___ Data to process ___

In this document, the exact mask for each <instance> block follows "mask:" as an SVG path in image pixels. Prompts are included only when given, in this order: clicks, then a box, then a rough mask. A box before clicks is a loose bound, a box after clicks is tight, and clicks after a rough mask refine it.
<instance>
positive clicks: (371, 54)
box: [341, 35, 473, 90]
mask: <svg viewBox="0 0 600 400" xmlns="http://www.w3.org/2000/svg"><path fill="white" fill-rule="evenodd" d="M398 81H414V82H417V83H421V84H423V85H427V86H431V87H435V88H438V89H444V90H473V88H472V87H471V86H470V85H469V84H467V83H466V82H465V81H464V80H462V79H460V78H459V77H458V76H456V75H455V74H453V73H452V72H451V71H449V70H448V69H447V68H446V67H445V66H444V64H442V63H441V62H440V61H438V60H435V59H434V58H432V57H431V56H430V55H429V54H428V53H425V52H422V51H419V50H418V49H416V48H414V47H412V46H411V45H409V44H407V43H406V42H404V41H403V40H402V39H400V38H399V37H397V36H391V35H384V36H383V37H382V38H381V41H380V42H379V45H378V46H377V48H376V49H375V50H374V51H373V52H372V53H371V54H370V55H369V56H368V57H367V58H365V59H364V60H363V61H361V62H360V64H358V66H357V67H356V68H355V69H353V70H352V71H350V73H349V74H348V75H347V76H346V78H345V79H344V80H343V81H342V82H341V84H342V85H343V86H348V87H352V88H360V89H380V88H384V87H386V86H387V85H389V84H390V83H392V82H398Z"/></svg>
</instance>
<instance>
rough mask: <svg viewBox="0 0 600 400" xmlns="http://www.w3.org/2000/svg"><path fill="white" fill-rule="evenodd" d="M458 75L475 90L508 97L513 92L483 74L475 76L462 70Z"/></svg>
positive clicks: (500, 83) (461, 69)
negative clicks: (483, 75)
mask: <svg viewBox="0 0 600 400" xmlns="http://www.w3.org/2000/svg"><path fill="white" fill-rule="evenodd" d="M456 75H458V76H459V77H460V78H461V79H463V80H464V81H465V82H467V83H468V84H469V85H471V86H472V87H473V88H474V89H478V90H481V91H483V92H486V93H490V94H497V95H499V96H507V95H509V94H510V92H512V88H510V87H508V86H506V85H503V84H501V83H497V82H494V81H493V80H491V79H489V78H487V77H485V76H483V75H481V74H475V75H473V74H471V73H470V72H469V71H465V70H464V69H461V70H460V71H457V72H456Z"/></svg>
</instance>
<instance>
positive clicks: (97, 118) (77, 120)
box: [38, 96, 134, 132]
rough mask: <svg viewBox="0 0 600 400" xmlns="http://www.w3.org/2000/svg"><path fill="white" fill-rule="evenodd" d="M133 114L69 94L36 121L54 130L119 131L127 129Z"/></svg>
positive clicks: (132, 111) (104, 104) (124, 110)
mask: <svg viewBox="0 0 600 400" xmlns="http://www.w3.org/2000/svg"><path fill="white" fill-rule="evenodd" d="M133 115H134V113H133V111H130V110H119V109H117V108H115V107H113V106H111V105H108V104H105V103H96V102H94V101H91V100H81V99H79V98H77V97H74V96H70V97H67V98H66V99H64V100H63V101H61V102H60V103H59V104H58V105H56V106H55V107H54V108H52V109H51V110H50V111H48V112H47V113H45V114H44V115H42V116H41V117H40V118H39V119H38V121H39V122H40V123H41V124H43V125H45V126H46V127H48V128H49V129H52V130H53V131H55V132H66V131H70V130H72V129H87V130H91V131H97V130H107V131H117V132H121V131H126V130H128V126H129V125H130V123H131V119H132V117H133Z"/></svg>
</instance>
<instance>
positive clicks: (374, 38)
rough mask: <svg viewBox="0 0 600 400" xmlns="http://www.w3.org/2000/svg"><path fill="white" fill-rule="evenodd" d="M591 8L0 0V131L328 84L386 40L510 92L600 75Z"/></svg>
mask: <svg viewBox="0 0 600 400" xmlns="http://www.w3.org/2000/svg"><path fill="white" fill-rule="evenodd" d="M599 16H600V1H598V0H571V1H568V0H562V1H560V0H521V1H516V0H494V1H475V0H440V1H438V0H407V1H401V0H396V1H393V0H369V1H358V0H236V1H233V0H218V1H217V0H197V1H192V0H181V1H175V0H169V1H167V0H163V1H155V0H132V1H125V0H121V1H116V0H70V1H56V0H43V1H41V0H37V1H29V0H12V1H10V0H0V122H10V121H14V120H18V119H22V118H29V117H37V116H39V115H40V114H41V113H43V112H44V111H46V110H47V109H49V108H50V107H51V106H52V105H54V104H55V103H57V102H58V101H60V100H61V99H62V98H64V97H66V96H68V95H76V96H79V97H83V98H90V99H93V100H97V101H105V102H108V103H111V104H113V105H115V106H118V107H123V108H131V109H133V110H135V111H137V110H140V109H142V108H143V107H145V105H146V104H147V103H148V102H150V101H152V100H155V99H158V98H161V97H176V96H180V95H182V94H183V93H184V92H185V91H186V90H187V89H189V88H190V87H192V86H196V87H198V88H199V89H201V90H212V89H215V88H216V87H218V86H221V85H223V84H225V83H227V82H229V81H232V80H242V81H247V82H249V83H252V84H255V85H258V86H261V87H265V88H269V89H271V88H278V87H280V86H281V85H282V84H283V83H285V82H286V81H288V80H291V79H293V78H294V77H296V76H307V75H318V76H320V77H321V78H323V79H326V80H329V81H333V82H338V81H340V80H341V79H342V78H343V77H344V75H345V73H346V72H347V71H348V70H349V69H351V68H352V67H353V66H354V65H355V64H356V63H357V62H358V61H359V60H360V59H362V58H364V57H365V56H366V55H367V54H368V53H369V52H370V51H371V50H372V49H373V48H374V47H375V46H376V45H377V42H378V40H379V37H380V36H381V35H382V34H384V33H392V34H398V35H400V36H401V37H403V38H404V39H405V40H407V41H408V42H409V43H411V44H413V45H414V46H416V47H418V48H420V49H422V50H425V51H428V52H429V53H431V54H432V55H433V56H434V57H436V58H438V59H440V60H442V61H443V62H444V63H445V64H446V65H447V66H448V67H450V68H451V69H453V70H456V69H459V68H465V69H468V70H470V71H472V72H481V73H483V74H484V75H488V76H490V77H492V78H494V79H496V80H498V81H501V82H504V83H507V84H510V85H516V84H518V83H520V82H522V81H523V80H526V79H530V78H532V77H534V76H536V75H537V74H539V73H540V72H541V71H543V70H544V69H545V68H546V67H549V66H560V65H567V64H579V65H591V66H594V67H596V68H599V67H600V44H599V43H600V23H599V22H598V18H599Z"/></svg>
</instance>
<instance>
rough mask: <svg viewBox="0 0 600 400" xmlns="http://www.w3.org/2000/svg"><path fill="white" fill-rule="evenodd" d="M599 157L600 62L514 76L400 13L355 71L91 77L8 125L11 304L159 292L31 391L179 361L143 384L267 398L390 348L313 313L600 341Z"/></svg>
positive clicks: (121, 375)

___

# Assigned task:
Copy every one of the records above word for word, keeping each line unchanged.

# Solution to this exercise:
In this document, the exact mask for each <instance> block follows "mask:" as an SVG path in image pixels. Prompts are included only when given, in this order: clicks, then a box, then a rough mask. A box before clicks is a loose bound, a box after clicks is tight, and clicks after a rough mask refine it.
<instance>
positive clicks: (371, 54)
box: [341, 35, 473, 90]
mask: <svg viewBox="0 0 600 400" xmlns="http://www.w3.org/2000/svg"><path fill="white" fill-rule="evenodd" d="M398 81H414V82H417V83H421V84H423V85H427V86H431V87H435V88H438V89H444V90H473V88H472V87H471V86H470V85H469V84H467V83H466V82H465V81H464V80H462V79H460V78H459V77H458V76H456V75H455V74H453V73H452V72H451V71H449V70H448V69H447V68H446V67H445V66H444V64H442V63H441V62H440V61H438V60H435V59H434V58H432V57H431V56H430V55H429V54H428V53H425V52H422V51H419V50H418V49H416V48H414V47H412V46H411V45H409V44H407V43H406V42H404V41H403V40H402V39H400V38H399V37H397V36H391V35H384V36H383V37H382V38H381V41H380V42H379V45H378V46H377V48H376V49H375V50H374V51H373V52H372V53H371V54H370V55H369V56H368V57H367V58H365V59H364V60H363V61H361V62H360V64H358V66H357V67H356V68H355V69H353V70H352V71H350V73H349V74H348V75H347V76H346V78H345V79H344V80H343V81H342V82H341V84H342V85H343V86H348V87H352V88H360V89H380V88H384V87H386V86H387V85H389V84H390V83H392V82H398Z"/></svg>
</instance>
<instance>
rough mask: <svg viewBox="0 0 600 400" xmlns="http://www.w3.org/2000/svg"><path fill="white" fill-rule="evenodd" d="M458 75L475 90L508 97L513 92L483 74L475 76L462 70Z"/></svg>
positive clicks: (500, 83) (461, 69)
negative clicks: (483, 75)
mask: <svg viewBox="0 0 600 400" xmlns="http://www.w3.org/2000/svg"><path fill="white" fill-rule="evenodd" d="M456 75H458V76H459V77H460V78H461V79H463V80H464V81H465V82H467V83H468V84H469V85H471V86H472V87H473V88H474V89H478V90H481V91H483V92H486V93H490V94H497V95H499V96H507V95H509V94H510V92H512V88H510V87H508V86H506V85H503V84H501V83H497V82H494V81H493V80H491V79H489V78H487V77H485V76H483V75H481V74H475V75H473V74H471V73H470V72H469V71H465V70H464V69H461V70H460V71H457V72H456Z"/></svg>
</instance>
<instance>
positive clicks: (97, 118) (77, 120)
box: [38, 96, 134, 132]
rough mask: <svg viewBox="0 0 600 400" xmlns="http://www.w3.org/2000/svg"><path fill="white" fill-rule="evenodd" d="M133 114L69 94L36 121L54 130L119 131L127 129Z"/></svg>
positive clicks: (132, 111) (104, 104) (124, 110)
mask: <svg viewBox="0 0 600 400" xmlns="http://www.w3.org/2000/svg"><path fill="white" fill-rule="evenodd" d="M133 115H134V113H133V111H130V110H119V109H117V108H115V107H113V106H111V105H108V104H105V103H96V102H94V101H91V100H81V99H79V98H77V97H74V96H70V97H67V98H66V99H64V100H63V101H61V102H60V103H59V104H58V105H56V106H55V107H54V108H52V109H51V110H50V111H48V112H47V113H45V114H44V115H42V116H41V117H40V118H39V119H38V121H39V122H40V123H41V124H43V125H45V126H46V127H48V128H49V129H52V130H53V131H55V132H66V131H70V130H72V129H87V130H91V131H97V130H107V131H117V132H121V131H126V130H128V126H129V125H130V123H131V119H132V117H133Z"/></svg>
</instance>
<instance>
positive clicks: (374, 38)
rough mask: <svg viewBox="0 0 600 400" xmlns="http://www.w3.org/2000/svg"><path fill="white" fill-rule="evenodd" d="M591 8L0 0V131L328 84L386 40L510 92L600 75Z"/></svg>
mask: <svg viewBox="0 0 600 400" xmlns="http://www.w3.org/2000/svg"><path fill="white" fill-rule="evenodd" d="M599 16H600V1H598V0H571V1H568V0H562V1H560V0H521V1H516V0H494V1H475V0H440V1H438V0H407V1H401V0H396V1H393V0H369V1H358V0H236V1H233V0H218V1H217V0H197V1H192V0H181V1H175V0H169V1H167V0H163V1H155V0H132V1H125V0H121V1H116V0H70V1H56V0H43V1H41V0H37V1H29V0H12V1H10V0H0V122H10V121H14V120H18V119H22V118H29V117H37V116H39V115H40V114H41V113H43V112H44V111H46V110H47V109H49V108H50V107H51V106H52V105H54V104H55V103H57V102H58V101H60V100H61V99H62V98H64V97H66V96H68V95H76V96H79V97H83V98H90V99H93V100H97V101H105V102H108V103H111V104H113V105H115V106H118V107H123V108H131V109H133V110H135V111H137V110H140V109H142V108H143V107H145V105H146V104H147V103H148V102H150V101H152V100H155V99H158V98H161V97H176V96H180V95H182V94H183V93H184V92H185V91H186V90H187V89H189V88H190V87H192V86H196V87H198V88H199V89H201V90H212V89H215V88H216V87H218V86H221V85H223V84H225V83H227V82H229V81H232V80H242V81H247V82H249V83H252V84H255V85H258V86H261V87H265V88H269V89H271V88H278V87H280V86H281V85H282V84H283V83H285V82H286V81H288V80H291V79H293V78H294V77H296V76H307V75H318V76H320V77H321V78H323V79H326V80H329V81H333V82H338V81H340V80H341V79H342V78H343V77H344V75H345V73H346V72H347V71H348V70H349V69H351V68H352V67H353V66H354V65H355V64H356V63H357V62H358V61H359V60H360V59H362V58H364V57H365V56H366V55H367V54H368V53H369V52H370V51H371V50H372V49H373V48H374V47H375V46H376V45H377V42H378V40H379V37H380V36H381V35H382V34H384V33H392V34H398V35H400V36H401V37H403V38H404V39H405V40H407V41H408V42H409V43H411V44H413V45H414V46H416V47H418V48H420V49H422V50H425V51H428V52H429V53H431V54H432V55H433V56H434V57H436V58H438V59H440V60H442V61H443V62H444V63H445V64H446V65H447V66H448V67H450V68H451V69H453V70H456V69H459V68H465V69H468V70H470V71H472V72H481V73H483V74H484V75H488V76H490V77H492V78H494V79H496V80H498V81H501V82H504V83H507V84H510V85H516V84H518V83H520V82H522V81H523V80H526V79H530V78H532V77H534V76H536V75H537V74H539V73H540V72H541V71H543V70H544V69H545V68H546V67H549V66H560V65H567V64H579V65H591V66H594V67H596V68H599V67H600V44H599V43H600V23H599V22H598V18H599Z"/></svg>
</instance>
<instance>
rough mask: <svg viewBox="0 0 600 400" xmlns="http://www.w3.org/2000/svg"><path fill="white" fill-rule="evenodd" d="M599 157L600 62L514 76L400 13L355 71L91 77L8 125L11 304L159 292L31 391L179 361L143 384L267 398L390 348L313 313L600 341Z"/></svg>
positive clicks: (121, 375)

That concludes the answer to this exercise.